STATED EXERCISE:
Could you update the listing below by changing every "with a single dot" to "with one point" and keeping everything else the same? Leave the pictures out of your version.
Begin DATASET ROWS
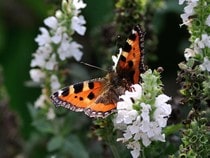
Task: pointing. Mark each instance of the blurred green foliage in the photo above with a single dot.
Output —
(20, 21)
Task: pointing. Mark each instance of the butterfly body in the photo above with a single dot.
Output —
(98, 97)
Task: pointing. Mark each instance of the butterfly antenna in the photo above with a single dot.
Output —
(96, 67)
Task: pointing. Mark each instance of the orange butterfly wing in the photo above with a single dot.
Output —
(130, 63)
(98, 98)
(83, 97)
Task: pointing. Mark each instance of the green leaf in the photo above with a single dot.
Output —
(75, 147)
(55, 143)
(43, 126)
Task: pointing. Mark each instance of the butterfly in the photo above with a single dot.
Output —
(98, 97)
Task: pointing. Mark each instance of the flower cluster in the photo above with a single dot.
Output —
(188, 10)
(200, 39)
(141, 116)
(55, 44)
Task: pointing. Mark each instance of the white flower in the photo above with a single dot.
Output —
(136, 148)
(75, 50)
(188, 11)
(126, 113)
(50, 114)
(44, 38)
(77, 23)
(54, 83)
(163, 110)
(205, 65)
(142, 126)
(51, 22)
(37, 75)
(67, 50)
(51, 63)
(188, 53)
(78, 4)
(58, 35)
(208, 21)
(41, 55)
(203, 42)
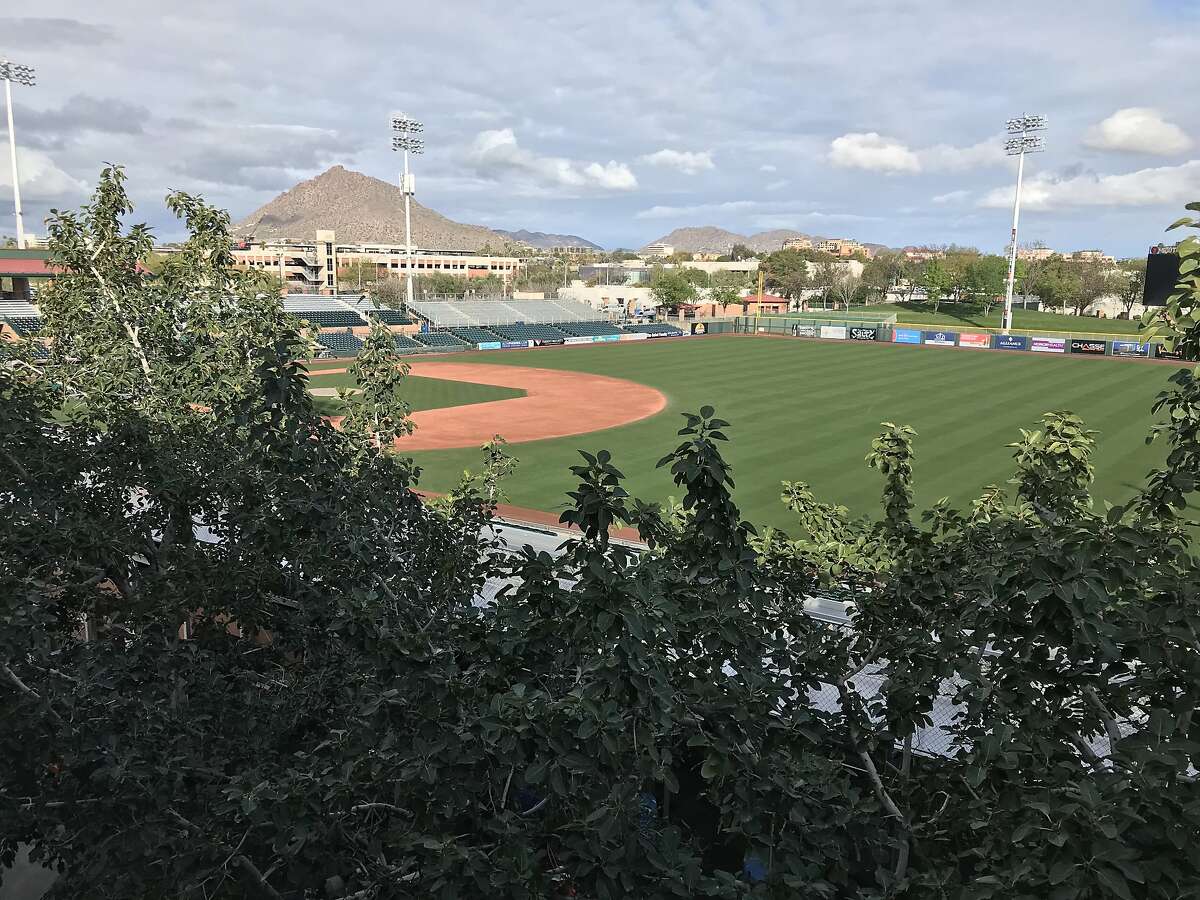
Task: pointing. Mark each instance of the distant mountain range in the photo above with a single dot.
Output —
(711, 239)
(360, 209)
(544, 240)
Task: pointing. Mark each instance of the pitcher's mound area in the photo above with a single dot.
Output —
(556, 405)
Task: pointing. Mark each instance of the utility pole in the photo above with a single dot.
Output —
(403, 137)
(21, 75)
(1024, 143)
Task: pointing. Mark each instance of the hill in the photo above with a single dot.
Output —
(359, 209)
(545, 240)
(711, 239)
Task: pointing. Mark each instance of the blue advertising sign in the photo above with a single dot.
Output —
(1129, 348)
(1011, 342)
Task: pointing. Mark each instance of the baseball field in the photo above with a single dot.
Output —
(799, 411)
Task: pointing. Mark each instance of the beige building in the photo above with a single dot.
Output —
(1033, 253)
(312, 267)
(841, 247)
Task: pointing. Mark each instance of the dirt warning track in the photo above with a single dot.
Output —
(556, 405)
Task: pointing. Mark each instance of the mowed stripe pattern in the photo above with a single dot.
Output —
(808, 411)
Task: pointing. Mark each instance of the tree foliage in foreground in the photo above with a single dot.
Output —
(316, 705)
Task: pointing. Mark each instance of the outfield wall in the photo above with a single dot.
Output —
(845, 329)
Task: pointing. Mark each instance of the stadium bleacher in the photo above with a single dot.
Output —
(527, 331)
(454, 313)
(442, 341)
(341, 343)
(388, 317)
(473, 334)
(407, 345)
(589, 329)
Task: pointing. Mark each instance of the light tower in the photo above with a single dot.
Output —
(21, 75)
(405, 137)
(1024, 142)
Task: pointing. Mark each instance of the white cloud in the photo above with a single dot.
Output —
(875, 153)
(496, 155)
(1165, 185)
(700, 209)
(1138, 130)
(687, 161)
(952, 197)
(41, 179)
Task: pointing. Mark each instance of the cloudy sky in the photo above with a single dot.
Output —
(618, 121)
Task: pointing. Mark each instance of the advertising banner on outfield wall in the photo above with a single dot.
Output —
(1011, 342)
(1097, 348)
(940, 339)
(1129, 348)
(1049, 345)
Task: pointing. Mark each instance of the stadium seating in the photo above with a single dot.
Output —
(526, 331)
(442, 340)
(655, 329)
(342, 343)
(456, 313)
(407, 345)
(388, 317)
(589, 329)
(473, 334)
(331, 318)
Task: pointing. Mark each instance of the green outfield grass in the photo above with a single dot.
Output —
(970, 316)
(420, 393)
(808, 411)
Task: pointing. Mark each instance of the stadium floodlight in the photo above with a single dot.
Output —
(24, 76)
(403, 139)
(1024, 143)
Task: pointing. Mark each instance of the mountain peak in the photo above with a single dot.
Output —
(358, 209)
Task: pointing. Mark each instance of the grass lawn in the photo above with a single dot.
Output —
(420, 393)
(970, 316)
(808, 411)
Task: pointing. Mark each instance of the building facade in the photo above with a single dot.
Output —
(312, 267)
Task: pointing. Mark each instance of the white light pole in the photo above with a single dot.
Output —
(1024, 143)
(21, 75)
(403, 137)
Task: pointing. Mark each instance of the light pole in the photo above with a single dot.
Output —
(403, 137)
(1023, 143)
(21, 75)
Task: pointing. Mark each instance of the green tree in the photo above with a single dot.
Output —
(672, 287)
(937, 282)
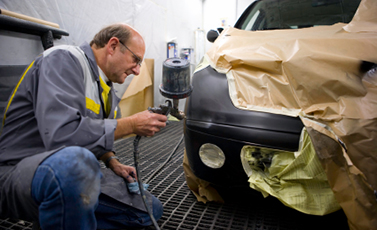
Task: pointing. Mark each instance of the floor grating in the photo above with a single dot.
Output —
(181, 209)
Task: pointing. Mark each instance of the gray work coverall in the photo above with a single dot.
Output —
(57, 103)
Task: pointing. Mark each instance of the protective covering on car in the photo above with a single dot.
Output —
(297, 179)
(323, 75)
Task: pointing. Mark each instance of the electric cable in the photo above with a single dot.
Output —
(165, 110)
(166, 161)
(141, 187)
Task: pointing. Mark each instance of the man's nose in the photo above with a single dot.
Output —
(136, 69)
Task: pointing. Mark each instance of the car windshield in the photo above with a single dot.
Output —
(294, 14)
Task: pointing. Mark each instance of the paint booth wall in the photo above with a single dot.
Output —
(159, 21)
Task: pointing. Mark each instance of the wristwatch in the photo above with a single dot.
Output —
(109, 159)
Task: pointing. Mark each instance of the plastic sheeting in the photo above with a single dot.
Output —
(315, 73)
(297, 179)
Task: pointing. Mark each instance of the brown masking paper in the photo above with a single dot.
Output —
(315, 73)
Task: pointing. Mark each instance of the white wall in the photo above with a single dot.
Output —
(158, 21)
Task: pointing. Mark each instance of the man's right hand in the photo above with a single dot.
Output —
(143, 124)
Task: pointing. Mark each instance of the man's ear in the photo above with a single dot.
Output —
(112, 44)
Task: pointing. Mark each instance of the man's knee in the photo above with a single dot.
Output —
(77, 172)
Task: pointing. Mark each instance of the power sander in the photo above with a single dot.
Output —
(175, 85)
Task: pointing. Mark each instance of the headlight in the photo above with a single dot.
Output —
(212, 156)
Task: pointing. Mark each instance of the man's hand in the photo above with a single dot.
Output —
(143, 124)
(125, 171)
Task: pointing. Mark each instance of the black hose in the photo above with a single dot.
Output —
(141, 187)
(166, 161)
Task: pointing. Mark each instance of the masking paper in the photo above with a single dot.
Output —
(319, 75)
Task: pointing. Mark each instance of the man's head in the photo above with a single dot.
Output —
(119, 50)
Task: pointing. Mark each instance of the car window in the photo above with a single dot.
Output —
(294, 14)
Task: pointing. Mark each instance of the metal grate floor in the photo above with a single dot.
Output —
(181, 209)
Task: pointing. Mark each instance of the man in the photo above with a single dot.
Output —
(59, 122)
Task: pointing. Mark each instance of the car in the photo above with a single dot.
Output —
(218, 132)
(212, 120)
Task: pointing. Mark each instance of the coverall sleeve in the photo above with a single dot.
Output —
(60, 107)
End DATASET ROWS
RESULT:
Task: pointing. Mark each instance of the blurred green foliage in the photo above with one point.
Output —
(20, 21)
Task: pointing. Mark each instance of the butterfly body in the photo above with one point.
Output —
(98, 97)
Task: pointing. Mark each instance of the butterfly antenna in the photo above with one point.
Output —
(96, 67)
Task: pointing. Mark each instance of the orange butterfly wing in the photo above with one point.
Output —
(130, 63)
(98, 98)
(83, 97)
Task: pointing. Mark each instance of the green leaf in the photo above with one point.
Output —
(75, 147)
(55, 143)
(43, 126)
Task: pointing. Mark each instance of the butterfly in the photo above with one point.
Output —
(98, 97)
Task: pointing. Mark each instance of the flower cluster in the photo above with one point.
Output —
(188, 10)
(200, 39)
(141, 116)
(55, 44)
Task: pointing. Mark each instance of the white flower in the photo above with one point.
Output —
(136, 148)
(75, 50)
(188, 11)
(126, 113)
(50, 114)
(44, 38)
(77, 23)
(54, 83)
(163, 110)
(205, 65)
(142, 126)
(51, 22)
(37, 75)
(67, 50)
(51, 63)
(188, 53)
(78, 4)
(58, 35)
(208, 21)
(41, 55)
(203, 42)
Task: pointing. Mark each instance of the distant mountain range in the photo above with one point.
Output —
(711, 239)
(360, 209)
(544, 240)
Task: pointing. Mark each instance of the pitcher's mound area in the photo above with one point.
Output —
(556, 405)
Task: pointing. Mark each instance of the utility pole in the photo above with one point.
Output —
(403, 137)
(21, 75)
(1024, 143)
Task: pointing. Mark each instance of the hill in the photo above with one point.
Output —
(359, 209)
(545, 240)
(711, 239)
Task: pointing. Mark each instance of the blue advertising sign in the photo above with one point.
Output —
(1129, 348)
(1011, 342)
Task: pointing. Mark each instance of the baseball field in the photo above with one point.
Output —
(799, 411)
Task: pointing. Mark each instance of the beige building in the photo above with one point.
Output —
(1033, 253)
(312, 267)
(841, 247)
Task: pointing. Mark each instance of the dirt warning track in the photo above with one point.
Output —
(556, 405)
Task: pointing. Mark each instance of the mowed stripe pattern in the photo above with one point.
Output —
(808, 411)
Task: pointing. Mark each instance of the tree foliage in foreground in the photo above with one point.
Output —
(316, 705)
Task: pointing. Mark each instance of the outfield wall in the photo above with one point.
Output —
(845, 329)
Task: pointing. Mark each instance of the stadium bleacher in the photo above with one point.
Output —
(527, 331)
(454, 313)
(442, 341)
(341, 343)
(388, 317)
(473, 334)
(407, 345)
(589, 329)
Task: pointing. Mark each instance of the light tower in the photo above with one point.
Output —
(21, 75)
(405, 137)
(1024, 142)
Task: pointing. Mark each instance of the white cloud in the photo above with one point.
Output —
(875, 153)
(496, 155)
(1165, 185)
(700, 209)
(1138, 130)
(687, 161)
(952, 197)
(41, 179)
Task: pointing. Mark each instance of the cloudy sky in the photo above with one point.
Output —
(618, 121)
Task: pointing. Mark each instance of the advertising banner on outfield wall in the photo above with one point.
Output —
(1011, 342)
(1097, 348)
(940, 339)
(1129, 348)
(1049, 345)
Task: pointing. Mark each instance of the stadium seating in the photo above with one point.
Output —
(526, 331)
(442, 340)
(655, 329)
(342, 343)
(456, 313)
(407, 345)
(388, 317)
(589, 329)
(473, 334)
(331, 318)
Task: pointing. Mark each instance of the green outfield grass in the photo above with one point.
Output —
(970, 316)
(420, 393)
(808, 411)
Task: pointing. Mark each instance of the stadium floodlight in the photo above with one point.
Output —
(24, 76)
(403, 139)
(1024, 143)
Task: pointing. Mark each instance of the mountain peak in the photo above with one point.
Output —
(358, 209)
Task: pointing. Mark each instance of the grass lawn in the photo above with one point.
Output —
(420, 393)
(970, 316)
(808, 411)
Task: pointing. Mark each instance of the building facade in the photo above with one point.
Output —
(312, 267)
Task: pointing. Mark each instance of the white light pole in the photo above with one point.
Output —
(1024, 143)
(21, 75)
(403, 137)
Task: pointing. Mark each instance of the light pole in the photo above with one point.
Output —
(403, 137)
(1023, 143)
(21, 75)
Task: pointing. Mark each instance of the green tree in the photo above with one point.
Output —
(672, 287)
(937, 282)
Task: pointing. Mark each instance of the floor grating in the photo above with one point.
Output —
(181, 209)
Task: pointing. Mark each instance of the gray work coverall in the photo above with one point.
Output —
(57, 103)
Task: pointing. Mark each instance of the protective covering on car in the photo above with one point.
Output —
(297, 179)
(323, 75)
Task: pointing. Mark each instance of the electric cable in the photo above with one point.
Output —
(165, 110)
(166, 161)
(141, 187)
Task: pointing. Mark each instance of the man's nose in the photo above with one point.
Output —
(136, 69)
Task: pointing. Mark each instance of the car windshield in the photo above with one point.
Output —
(294, 14)
Task: pointing. Mark each instance of the paint booth wall in the photo above with one point.
Output —
(159, 21)
Task: pointing. Mark each instance of the wristwatch in the photo above with one point.
Output —
(109, 159)
Task: pointing. Mark each instance of the plastic sheeting in the photo above with one point.
Output —
(315, 73)
(297, 179)
Task: pointing. Mark each instance of the brown masking paper in the photo above with one point.
Output —
(315, 73)
Task: pointing. Mark each instance of the white wall in the photo above with one point.
Output —
(158, 21)
Task: pointing. Mark each instance of the man's right hand in the photo above with one point.
Output —
(143, 124)
Task: pointing. Mark each instance of the man's ear in the photo above with one point.
Output —
(112, 44)
Task: pointing. Mark each instance of the man's knee in the photo above with one point.
Output —
(77, 172)
Task: pointing. Mark each instance of the power sander in the photo above with one point.
Output —
(175, 85)
Task: pointing. Mark each instance of the headlight in the photo above with one point.
Output —
(212, 156)
Task: pointing. Mark each instance of the man's hand in the photo above with one point.
Output —
(143, 124)
(125, 171)
Task: pointing. Mark each instance of the black hose in the photo above with one point.
Output —
(141, 187)
(166, 161)
Task: pointing. Mark each instance of the masking paper in the photo above with one point.
Output —
(319, 75)
Task: pointing. Mark each instance of the man's head in the photo above with one point.
Output —
(119, 50)
Task: pointing. Mark each instance of the car window in the photo above with one point.
Output —
(294, 14)
Task: pointing. Mark each instance of the metal grate floor in the photo above with one point.
Output —
(181, 209)
Task: pointing. Mark each instance of the man in the photo above with one point.
Output —
(59, 122)
Task: pointing. Mark each instance of the car in the photo above with one point.
Output —
(218, 132)
(212, 120)
Task: pointing. Mark each instance of the coverall sleeve in the photo above with one point.
Output —
(60, 107)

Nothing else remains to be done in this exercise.